**Assignment**
An unchanged copy of every record below, without pictures, is the goal.

**Records for this task**

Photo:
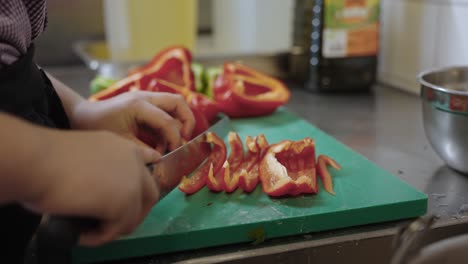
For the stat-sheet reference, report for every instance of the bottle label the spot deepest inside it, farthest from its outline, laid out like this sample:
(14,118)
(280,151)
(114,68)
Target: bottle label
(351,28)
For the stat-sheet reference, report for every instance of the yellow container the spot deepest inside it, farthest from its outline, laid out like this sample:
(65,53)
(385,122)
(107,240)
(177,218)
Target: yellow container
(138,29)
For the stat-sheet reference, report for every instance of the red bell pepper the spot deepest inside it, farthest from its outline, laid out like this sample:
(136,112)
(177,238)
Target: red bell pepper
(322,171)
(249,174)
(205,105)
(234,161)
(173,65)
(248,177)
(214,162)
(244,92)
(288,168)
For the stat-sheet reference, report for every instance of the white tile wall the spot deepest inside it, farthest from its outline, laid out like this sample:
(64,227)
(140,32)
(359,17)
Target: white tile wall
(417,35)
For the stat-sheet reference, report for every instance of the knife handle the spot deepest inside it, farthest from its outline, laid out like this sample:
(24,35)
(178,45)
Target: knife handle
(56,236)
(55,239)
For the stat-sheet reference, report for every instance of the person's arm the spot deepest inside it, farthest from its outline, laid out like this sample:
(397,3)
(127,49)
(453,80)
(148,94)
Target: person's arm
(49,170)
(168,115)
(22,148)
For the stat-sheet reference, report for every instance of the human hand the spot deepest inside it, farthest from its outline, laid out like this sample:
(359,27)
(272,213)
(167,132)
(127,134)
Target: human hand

**Solution for this exercise**
Photo:
For the stat-sheet reference, report for every instance of the bottle label the spot deepest inside it, farthest from its outline, laid out like this sample:
(14,118)
(280,151)
(114,68)
Target: bottle label
(351,28)
For the stat-sheet reference, report for every instance of the yellow container the spot deepest inside it, farthest from its outline, laid out like this sample:
(65,53)
(385,122)
(107,240)
(177,218)
Target: yellow container
(138,29)
For the stat-sheet reference, report for every instance of the red bell pepper the spot deepest inside it, farthest from its outline, laid out like this sample:
(136,112)
(177,238)
Target: red bell pepper
(322,171)
(249,174)
(205,105)
(234,161)
(173,65)
(248,177)
(214,162)
(244,92)
(288,168)
For the stat-sheet reference, report for every instance of the white tile wall the spot deepest inside it, farthest from its outline, laid out like this sample:
(64,227)
(140,32)
(359,17)
Target: white tile wall
(417,35)
For the stat-sheet reference, report for every instance of the knife handle the spot deepest inside it, farthest from its outline, laid out like this sample:
(24,35)
(178,45)
Target: knife handle
(56,236)
(55,239)
For the stat-sheet reference, report for every instance of the person's arm the spot deepest inside it, farthest from its outline, laid out like this sample:
(397,3)
(127,49)
(453,80)
(148,94)
Target: person's arm
(49,170)
(168,115)
(22,148)
For the stat-sheet reference, report for every instance of the human hand the spot deepest inside it, farthest from its outline, laid out like this sample:
(359,27)
(272,213)
(167,132)
(127,134)
Target: human hand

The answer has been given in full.